Verilen görev: Aşağıdaki öğelerde "wheel" sözcüğü hangi satırlarda geçiyor? Bu satırların hepsini eksiksiz göster.

◆ ◆ ◆ ◆ ◆ ◆ ◆

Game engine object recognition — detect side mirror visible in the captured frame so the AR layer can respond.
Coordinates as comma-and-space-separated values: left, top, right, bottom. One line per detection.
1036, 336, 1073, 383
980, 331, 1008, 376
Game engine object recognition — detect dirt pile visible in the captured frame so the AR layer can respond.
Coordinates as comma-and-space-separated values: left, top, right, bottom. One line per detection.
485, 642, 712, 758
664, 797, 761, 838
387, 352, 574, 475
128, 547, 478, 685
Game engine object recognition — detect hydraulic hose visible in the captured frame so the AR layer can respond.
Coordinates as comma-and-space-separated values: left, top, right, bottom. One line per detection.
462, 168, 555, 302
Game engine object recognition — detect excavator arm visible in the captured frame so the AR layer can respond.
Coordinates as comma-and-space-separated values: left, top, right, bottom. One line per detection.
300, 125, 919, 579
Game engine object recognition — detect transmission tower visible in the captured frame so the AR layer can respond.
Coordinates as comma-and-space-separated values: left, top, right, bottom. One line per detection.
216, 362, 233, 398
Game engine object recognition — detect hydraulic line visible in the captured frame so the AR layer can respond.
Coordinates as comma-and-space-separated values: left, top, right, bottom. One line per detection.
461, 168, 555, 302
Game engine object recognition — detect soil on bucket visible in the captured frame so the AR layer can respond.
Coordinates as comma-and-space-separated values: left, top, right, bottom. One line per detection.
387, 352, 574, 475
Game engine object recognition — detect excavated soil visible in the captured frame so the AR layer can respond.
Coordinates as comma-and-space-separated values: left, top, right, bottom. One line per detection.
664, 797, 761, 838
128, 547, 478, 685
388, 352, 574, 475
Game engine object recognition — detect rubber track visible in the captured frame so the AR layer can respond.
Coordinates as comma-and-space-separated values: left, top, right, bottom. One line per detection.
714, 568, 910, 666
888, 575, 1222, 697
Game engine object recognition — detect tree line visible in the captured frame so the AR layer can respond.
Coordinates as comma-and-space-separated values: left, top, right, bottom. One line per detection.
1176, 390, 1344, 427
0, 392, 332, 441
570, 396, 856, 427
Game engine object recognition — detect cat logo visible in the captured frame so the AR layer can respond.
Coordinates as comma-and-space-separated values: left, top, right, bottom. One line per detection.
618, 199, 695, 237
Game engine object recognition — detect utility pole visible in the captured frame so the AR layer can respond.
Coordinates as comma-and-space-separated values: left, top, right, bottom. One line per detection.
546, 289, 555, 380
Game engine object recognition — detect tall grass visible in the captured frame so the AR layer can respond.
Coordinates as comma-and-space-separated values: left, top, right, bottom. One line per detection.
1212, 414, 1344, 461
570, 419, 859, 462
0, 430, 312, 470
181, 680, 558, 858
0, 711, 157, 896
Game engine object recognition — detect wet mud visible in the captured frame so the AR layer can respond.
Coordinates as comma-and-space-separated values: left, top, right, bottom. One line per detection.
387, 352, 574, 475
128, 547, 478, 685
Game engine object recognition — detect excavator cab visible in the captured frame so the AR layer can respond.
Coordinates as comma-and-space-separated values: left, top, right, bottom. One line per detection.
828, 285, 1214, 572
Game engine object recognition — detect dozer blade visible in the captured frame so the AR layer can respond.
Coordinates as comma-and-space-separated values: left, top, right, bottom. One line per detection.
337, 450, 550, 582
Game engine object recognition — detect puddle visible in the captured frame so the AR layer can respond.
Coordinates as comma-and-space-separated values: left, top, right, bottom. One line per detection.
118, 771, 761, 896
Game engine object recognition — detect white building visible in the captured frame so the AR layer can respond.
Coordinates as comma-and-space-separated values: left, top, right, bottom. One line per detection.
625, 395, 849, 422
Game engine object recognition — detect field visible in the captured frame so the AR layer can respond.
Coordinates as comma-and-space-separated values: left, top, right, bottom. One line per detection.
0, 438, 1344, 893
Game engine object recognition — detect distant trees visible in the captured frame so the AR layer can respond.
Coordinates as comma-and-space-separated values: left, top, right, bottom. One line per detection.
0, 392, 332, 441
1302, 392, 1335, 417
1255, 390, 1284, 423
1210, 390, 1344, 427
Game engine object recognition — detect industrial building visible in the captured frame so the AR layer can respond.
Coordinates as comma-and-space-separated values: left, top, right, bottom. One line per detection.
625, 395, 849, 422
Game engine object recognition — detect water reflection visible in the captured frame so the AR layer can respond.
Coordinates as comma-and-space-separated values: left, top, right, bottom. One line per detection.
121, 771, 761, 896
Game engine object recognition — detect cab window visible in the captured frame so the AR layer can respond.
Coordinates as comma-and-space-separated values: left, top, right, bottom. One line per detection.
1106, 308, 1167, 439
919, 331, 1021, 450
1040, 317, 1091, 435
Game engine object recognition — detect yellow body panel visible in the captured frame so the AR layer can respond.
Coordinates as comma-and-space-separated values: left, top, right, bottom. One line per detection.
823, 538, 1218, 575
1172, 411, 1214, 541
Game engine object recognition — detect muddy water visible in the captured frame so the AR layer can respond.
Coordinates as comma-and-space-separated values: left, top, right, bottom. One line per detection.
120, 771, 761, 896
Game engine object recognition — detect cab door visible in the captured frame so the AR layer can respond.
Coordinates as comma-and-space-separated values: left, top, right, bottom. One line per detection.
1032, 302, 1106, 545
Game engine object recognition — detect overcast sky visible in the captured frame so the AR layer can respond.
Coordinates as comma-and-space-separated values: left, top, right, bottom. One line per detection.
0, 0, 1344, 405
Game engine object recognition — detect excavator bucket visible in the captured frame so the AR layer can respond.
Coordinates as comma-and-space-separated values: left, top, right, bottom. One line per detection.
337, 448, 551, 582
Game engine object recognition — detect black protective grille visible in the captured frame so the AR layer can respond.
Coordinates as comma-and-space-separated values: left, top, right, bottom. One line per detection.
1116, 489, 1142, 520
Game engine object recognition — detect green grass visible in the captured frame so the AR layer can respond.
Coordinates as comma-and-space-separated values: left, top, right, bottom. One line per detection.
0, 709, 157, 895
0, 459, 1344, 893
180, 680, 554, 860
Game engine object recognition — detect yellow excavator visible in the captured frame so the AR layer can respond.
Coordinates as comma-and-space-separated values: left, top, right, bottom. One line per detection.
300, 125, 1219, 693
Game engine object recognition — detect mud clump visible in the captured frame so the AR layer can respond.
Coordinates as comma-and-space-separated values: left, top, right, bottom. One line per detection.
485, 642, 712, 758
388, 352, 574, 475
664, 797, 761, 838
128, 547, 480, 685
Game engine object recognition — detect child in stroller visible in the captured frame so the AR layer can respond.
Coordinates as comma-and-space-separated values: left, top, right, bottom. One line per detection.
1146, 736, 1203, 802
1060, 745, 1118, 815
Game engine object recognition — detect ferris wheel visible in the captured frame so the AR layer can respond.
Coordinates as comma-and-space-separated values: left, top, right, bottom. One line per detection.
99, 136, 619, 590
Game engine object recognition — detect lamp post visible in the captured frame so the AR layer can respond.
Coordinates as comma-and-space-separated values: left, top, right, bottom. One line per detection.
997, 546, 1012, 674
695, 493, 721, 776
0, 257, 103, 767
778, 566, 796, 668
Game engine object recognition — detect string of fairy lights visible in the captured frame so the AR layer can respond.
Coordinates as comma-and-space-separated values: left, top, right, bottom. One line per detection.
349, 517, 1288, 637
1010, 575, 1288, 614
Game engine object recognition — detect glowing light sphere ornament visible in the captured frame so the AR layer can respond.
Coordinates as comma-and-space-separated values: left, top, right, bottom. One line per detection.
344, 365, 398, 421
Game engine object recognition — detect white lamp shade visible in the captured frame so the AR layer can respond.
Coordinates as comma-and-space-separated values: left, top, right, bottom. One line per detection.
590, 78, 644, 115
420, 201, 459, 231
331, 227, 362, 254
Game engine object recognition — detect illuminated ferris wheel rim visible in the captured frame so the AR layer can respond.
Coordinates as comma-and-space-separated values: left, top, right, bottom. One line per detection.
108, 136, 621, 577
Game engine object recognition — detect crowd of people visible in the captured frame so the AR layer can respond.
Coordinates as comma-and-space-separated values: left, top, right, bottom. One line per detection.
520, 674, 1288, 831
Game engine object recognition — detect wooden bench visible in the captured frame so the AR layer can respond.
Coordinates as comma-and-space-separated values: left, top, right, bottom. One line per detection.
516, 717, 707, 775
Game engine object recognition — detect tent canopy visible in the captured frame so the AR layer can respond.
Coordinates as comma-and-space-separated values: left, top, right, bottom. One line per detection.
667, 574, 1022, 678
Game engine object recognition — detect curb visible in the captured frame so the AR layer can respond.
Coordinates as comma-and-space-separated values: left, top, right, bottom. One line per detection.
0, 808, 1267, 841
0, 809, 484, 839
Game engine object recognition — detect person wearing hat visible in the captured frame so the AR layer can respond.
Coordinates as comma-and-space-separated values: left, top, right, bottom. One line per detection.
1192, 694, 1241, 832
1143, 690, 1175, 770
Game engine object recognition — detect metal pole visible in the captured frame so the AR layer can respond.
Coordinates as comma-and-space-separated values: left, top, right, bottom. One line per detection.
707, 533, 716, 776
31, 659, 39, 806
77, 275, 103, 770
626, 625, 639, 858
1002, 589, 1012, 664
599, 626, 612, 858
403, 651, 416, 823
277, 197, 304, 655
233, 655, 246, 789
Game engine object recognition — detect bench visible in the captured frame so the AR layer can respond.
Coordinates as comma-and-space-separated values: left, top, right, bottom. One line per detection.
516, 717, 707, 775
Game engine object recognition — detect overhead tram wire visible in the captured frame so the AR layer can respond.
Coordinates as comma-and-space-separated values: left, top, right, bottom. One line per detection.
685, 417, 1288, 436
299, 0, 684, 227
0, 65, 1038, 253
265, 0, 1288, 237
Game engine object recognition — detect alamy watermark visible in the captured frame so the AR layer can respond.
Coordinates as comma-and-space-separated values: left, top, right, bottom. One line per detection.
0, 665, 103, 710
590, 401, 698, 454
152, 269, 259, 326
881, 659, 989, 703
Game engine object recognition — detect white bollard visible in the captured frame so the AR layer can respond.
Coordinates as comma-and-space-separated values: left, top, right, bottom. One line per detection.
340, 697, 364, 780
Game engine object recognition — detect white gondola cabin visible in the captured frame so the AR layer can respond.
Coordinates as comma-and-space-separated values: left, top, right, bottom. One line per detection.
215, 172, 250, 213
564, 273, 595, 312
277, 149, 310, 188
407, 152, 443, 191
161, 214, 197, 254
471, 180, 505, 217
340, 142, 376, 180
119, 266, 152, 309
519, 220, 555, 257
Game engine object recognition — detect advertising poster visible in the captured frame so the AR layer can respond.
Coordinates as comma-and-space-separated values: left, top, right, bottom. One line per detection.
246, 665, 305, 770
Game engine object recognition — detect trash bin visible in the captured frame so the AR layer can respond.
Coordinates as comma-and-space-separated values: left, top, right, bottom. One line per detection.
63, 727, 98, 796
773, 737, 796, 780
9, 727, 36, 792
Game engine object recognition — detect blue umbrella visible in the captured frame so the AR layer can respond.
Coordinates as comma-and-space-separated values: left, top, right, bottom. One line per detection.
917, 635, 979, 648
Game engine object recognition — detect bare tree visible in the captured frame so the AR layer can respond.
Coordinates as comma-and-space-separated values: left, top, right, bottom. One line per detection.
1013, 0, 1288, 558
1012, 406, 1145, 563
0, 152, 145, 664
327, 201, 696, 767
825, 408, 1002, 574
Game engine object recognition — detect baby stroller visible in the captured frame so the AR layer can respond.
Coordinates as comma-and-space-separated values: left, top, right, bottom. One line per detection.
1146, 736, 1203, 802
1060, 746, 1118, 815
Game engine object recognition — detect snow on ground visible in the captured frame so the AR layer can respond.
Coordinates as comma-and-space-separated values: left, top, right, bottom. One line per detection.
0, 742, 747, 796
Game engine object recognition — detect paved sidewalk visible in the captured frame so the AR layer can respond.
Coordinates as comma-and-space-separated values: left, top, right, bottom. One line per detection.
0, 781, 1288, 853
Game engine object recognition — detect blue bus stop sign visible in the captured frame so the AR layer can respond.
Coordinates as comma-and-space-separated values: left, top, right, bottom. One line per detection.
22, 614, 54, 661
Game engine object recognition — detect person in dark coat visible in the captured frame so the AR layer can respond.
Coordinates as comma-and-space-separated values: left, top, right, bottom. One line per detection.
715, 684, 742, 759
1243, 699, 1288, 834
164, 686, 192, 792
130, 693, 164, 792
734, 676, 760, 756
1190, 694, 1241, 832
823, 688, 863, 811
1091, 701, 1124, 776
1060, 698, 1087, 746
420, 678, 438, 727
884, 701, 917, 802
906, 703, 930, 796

◆ ◆ ◆ ◆ ◆ ◆ ◆

Çözülmüş problem:
Game engine object recognition — detect ferris wheel visible in the captured frame so the AR layer can respond.
Game engine object recognition — detect illuminated ferris wheel rim visible in the captured frame so the AR layer can respond.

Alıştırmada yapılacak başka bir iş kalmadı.